» WRITTEN REQUEST
Filter the material below, copying out every line that contains the word "bowl".

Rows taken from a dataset
----

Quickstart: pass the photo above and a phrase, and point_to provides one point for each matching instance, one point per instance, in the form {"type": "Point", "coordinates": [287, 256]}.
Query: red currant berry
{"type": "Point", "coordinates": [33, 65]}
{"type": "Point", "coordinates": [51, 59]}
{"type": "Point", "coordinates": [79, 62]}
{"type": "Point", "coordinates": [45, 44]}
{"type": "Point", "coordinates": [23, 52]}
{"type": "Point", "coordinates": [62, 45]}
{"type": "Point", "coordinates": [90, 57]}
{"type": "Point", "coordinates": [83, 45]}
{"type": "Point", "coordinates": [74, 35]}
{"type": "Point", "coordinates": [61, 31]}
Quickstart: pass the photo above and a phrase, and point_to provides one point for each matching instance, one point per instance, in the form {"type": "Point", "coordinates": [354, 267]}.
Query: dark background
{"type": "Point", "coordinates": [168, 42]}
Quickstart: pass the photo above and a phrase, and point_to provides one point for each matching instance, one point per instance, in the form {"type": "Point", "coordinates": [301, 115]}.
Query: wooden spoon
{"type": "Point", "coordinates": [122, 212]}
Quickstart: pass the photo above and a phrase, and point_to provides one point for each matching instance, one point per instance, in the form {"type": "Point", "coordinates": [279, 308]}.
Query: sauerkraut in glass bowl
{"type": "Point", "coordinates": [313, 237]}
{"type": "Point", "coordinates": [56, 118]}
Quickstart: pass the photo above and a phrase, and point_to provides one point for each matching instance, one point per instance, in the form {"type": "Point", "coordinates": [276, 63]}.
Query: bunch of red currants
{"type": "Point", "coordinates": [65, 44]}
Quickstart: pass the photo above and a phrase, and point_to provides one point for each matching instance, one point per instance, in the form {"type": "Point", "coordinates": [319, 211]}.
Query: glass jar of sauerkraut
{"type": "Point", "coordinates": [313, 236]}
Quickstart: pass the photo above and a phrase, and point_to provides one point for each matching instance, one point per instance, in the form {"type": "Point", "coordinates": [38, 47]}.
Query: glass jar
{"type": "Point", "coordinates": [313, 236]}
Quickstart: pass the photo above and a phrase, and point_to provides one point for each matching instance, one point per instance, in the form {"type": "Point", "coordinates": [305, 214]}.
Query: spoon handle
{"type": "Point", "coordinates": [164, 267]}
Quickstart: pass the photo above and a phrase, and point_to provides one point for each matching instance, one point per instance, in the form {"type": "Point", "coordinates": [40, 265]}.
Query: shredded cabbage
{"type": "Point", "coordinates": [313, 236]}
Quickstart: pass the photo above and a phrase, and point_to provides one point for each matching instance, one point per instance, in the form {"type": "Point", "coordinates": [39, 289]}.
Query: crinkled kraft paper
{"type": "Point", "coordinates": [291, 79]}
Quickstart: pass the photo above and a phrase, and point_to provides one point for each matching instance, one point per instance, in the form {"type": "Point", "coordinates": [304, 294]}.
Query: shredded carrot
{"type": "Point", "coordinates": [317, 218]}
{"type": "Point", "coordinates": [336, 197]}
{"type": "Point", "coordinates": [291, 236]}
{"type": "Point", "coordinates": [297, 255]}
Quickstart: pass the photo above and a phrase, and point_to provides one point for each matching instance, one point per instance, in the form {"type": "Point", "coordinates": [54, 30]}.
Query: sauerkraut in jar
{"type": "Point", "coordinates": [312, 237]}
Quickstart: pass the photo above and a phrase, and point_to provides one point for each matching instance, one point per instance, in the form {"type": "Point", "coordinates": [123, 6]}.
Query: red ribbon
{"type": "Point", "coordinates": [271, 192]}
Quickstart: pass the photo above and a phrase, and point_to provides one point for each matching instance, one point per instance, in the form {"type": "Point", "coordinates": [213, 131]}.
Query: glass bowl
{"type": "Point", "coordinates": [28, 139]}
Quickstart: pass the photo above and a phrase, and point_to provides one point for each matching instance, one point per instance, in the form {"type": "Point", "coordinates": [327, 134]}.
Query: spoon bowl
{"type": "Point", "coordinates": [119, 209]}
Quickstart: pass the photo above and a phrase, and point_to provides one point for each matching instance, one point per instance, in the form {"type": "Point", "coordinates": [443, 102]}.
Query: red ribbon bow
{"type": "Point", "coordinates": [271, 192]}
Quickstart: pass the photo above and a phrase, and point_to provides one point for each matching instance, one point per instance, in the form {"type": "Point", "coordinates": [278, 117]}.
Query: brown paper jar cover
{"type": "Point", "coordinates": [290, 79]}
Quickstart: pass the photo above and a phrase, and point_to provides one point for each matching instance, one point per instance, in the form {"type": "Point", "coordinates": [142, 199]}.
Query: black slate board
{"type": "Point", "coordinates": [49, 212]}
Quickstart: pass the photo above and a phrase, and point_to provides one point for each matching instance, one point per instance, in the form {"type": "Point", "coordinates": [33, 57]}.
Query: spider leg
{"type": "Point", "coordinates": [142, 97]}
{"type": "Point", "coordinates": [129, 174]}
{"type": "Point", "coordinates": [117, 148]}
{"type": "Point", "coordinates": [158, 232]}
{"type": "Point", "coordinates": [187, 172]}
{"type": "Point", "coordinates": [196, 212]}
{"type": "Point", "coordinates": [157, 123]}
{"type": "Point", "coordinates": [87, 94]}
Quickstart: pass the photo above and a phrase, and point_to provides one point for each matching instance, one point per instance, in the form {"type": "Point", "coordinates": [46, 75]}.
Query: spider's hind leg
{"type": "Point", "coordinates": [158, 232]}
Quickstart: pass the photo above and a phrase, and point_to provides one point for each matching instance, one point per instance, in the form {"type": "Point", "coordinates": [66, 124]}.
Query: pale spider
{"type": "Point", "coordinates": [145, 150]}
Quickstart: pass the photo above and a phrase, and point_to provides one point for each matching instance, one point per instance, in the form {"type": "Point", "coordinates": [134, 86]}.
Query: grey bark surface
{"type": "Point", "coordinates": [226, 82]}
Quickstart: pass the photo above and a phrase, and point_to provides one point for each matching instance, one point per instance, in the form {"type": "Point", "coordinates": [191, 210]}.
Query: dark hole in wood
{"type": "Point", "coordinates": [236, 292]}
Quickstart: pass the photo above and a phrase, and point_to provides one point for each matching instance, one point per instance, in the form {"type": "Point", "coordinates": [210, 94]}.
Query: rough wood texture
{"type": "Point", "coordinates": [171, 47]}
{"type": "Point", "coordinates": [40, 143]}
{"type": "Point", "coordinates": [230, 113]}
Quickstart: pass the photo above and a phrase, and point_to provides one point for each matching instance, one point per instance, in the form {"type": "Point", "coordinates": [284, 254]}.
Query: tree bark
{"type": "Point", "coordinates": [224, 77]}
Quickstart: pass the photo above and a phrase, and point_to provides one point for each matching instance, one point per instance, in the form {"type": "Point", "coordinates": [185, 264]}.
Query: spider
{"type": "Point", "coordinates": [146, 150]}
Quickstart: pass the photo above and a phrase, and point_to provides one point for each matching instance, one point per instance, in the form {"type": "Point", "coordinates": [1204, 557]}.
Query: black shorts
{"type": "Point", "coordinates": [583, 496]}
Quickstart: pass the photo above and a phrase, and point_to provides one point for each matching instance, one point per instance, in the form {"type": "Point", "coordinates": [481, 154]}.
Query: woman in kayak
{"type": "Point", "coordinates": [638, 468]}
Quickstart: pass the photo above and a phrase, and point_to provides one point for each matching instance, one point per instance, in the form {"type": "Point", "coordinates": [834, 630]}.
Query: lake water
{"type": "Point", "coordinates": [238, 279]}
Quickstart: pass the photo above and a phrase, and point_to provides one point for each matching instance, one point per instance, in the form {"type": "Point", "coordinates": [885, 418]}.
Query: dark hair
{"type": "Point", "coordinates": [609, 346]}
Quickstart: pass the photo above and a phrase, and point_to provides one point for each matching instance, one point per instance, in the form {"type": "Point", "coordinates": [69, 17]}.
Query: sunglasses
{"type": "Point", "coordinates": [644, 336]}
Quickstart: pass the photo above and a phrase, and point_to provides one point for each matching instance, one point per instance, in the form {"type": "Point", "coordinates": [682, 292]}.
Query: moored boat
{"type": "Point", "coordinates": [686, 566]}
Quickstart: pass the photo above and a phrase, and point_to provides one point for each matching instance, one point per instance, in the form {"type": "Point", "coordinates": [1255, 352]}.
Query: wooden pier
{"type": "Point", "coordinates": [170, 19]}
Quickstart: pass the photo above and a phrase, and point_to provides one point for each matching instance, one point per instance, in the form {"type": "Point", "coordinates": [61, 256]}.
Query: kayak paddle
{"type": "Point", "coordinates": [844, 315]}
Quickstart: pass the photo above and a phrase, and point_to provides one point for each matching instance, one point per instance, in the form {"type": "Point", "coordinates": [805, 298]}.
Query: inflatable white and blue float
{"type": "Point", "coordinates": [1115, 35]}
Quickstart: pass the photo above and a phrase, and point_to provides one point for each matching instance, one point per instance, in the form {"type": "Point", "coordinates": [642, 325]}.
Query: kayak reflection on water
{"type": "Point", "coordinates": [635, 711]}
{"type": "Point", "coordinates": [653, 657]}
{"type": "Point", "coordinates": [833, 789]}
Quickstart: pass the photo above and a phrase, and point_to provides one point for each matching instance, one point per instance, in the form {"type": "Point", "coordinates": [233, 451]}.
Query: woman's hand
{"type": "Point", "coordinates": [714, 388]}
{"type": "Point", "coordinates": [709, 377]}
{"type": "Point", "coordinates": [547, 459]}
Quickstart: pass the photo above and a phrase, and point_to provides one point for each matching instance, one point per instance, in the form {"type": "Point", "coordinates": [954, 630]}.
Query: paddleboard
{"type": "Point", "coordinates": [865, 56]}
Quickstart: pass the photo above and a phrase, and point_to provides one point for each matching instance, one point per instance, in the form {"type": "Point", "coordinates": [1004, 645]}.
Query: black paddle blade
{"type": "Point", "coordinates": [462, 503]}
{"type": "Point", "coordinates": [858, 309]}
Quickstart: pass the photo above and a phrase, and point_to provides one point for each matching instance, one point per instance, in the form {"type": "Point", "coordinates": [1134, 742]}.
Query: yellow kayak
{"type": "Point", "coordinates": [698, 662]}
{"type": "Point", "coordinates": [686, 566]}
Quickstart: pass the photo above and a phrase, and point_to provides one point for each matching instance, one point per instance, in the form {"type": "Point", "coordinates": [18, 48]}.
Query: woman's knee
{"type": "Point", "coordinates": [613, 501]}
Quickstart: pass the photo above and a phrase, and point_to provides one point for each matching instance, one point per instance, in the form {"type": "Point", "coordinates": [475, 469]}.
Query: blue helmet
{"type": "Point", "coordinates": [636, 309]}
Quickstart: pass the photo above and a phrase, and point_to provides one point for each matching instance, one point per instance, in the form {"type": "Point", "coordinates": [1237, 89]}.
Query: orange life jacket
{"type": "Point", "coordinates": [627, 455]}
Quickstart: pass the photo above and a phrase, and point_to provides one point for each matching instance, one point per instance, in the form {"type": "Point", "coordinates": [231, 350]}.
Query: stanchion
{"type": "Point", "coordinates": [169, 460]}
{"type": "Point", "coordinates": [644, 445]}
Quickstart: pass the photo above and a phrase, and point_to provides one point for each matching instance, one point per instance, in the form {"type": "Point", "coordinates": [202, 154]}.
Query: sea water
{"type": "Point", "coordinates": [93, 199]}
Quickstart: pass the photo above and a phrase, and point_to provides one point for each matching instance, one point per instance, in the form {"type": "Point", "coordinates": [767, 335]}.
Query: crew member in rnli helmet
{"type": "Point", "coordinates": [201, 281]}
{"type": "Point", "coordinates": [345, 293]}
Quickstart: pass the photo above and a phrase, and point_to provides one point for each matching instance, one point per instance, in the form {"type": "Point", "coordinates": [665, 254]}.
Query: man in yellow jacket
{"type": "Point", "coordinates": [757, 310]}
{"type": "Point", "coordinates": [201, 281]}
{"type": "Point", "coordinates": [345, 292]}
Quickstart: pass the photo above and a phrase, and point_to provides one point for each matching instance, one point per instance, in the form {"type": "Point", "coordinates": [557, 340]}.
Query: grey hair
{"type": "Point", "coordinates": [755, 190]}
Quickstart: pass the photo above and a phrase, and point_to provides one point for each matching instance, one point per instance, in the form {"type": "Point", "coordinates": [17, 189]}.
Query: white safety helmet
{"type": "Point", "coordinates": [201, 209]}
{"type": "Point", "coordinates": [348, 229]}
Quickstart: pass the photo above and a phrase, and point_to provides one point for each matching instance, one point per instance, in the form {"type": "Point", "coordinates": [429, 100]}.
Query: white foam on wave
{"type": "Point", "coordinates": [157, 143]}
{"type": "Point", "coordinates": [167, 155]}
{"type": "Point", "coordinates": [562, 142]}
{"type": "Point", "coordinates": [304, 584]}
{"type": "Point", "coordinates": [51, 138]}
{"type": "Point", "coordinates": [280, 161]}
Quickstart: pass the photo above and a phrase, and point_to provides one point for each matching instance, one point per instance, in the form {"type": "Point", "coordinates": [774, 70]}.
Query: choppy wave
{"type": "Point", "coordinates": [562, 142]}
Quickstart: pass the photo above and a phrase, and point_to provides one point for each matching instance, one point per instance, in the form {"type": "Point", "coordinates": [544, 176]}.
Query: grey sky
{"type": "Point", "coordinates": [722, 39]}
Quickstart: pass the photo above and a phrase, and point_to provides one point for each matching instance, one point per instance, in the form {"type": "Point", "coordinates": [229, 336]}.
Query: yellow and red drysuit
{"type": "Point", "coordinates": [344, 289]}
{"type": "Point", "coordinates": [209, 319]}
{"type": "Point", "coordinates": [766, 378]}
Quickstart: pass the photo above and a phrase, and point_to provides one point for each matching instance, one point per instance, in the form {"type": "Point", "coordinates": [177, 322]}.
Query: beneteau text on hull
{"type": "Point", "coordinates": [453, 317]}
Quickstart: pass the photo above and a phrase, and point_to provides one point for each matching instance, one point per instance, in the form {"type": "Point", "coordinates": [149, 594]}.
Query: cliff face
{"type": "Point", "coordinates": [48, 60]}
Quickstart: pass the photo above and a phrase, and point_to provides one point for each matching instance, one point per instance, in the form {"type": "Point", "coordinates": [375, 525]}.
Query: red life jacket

----

» TASK OUTPUT
Query: sauerkraut in glass bowl
Query: glass bowl
Query: spoon bowl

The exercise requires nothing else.